» **Task brief**
Repeat the listing in full, word for word.

(Stored data entries)
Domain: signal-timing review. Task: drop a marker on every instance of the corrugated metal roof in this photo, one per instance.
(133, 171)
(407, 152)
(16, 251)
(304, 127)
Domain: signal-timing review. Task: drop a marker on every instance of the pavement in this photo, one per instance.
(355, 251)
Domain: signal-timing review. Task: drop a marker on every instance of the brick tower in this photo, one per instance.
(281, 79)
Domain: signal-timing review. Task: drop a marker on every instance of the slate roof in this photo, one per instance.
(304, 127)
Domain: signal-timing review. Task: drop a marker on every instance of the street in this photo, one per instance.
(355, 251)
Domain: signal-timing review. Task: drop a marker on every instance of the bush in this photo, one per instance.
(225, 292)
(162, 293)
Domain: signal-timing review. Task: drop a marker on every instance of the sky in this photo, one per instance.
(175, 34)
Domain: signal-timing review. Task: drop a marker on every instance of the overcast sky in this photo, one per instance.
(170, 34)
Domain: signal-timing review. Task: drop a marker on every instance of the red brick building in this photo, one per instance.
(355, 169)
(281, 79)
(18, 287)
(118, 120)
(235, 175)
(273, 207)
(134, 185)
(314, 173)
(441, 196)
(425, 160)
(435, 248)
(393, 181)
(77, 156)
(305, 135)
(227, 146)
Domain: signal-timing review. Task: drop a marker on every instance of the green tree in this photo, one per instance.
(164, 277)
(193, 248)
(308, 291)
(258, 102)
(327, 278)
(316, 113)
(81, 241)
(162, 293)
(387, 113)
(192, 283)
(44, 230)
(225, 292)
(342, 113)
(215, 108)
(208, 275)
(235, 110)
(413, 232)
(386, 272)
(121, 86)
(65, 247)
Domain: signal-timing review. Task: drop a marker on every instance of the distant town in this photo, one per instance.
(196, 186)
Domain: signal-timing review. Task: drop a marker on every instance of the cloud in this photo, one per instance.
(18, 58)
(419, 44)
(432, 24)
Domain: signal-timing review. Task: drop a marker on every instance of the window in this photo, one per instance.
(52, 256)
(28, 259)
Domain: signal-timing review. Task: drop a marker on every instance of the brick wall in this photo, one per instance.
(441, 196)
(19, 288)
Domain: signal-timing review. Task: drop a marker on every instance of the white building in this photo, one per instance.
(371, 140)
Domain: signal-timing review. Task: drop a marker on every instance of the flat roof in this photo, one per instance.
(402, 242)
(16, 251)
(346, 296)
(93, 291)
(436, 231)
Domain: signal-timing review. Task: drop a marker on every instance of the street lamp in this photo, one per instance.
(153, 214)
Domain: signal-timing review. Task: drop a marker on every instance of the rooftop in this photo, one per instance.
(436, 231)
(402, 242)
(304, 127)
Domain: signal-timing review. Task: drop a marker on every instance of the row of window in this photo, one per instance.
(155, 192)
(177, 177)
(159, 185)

» **Written response**
Domain: signal-timing review. Task: drop a marker on every instance of the corrugated metal roof in this photo, one per instance.
(133, 171)
(407, 152)
(16, 251)
(304, 127)
Domain: signal-timing review. Task: drop a marker on every instance of the pavement in this photo, one per instance.
(355, 251)
Domain: signal-timing review. Task: drop a marker on every instance of the brick tower in this photo, one per instance.
(281, 79)
Domain: signal-timing review. Task: drop a marker on every instance of the slate roof in this photo, one per instance.
(304, 127)
Domain: signal-timing review. Task: drop a marker on every instance of the street in this photo, one per instance.
(355, 251)
Domain: signal-timing review. Task: drop a marker on every instance of the bush in this photo, one per instance.
(225, 292)
(162, 293)
Domain: signal-timing review. Task: drop a marker on every instance of the sky in this photo, one per instance.
(175, 34)
Domain: signal-timing review. Task: drop a marker on every instance of the overcast sky in this photo, one per instance.
(170, 34)
Domain: signal-timing review. Task: drop a marker on every instance of the red brick building in this photo, one per instance.
(355, 169)
(281, 79)
(18, 287)
(118, 120)
(235, 175)
(273, 207)
(134, 185)
(314, 173)
(441, 196)
(425, 160)
(435, 248)
(393, 181)
(77, 156)
(305, 135)
(227, 146)
Domain: signal-timing review. Task: drop a marker on every instance of the green tree in this photo, one per instance.
(164, 277)
(193, 248)
(308, 291)
(258, 102)
(327, 278)
(316, 113)
(81, 241)
(162, 293)
(387, 113)
(192, 283)
(44, 230)
(225, 292)
(342, 113)
(215, 108)
(208, 275)
(235, 110)
(413, 232)
(386, 272)
(121, 86)
(65, 247)
Domain: signal-timing review. Task: drop a marker on every instance of the distant town in this photo, one per instance.
(196, 186)
Domain: signal-timing review. Task: drop a marker on every instance of the cloud in this photo, one per instance.
(18, 58)
(419, 44)
(432, 24)
Domain: signal-timing review. Task: drop a marker on every instance of the window in this photo, one per instance.
(52, 256)
(28, 259)
Domain: signal-timing review. Task: drop a marker on every instance of the brick wall in this photo, one per instance.
(441, 196)
(19, 288)
Domain: signal-timing review. Task: drop a marker on every instance of the white building in this photo, one per instance.
(371, 140)
Domain: signal-timing review. Task: drop a marker on every instance of the flat roof in this photo, one per instance.
(402, 242)
(16, 251)
(346, 296)
(93, 291)
(436, 231)
Domain: signal-timing review. Task: drop a marker on every instance of the street lamp in this photo, one per instance.
(153, 214)
Domain: signal-timing review. Task: drop a marker on every instance of the rooftop in this photo, one per instance.
(436, 231)
(402, 242)
(304, 127)
Domain: signal-timing review. Task: drop a marker on every instance of the row of window in this photo, one per instance.
(155, 192)
(177, 177)
(159, 185)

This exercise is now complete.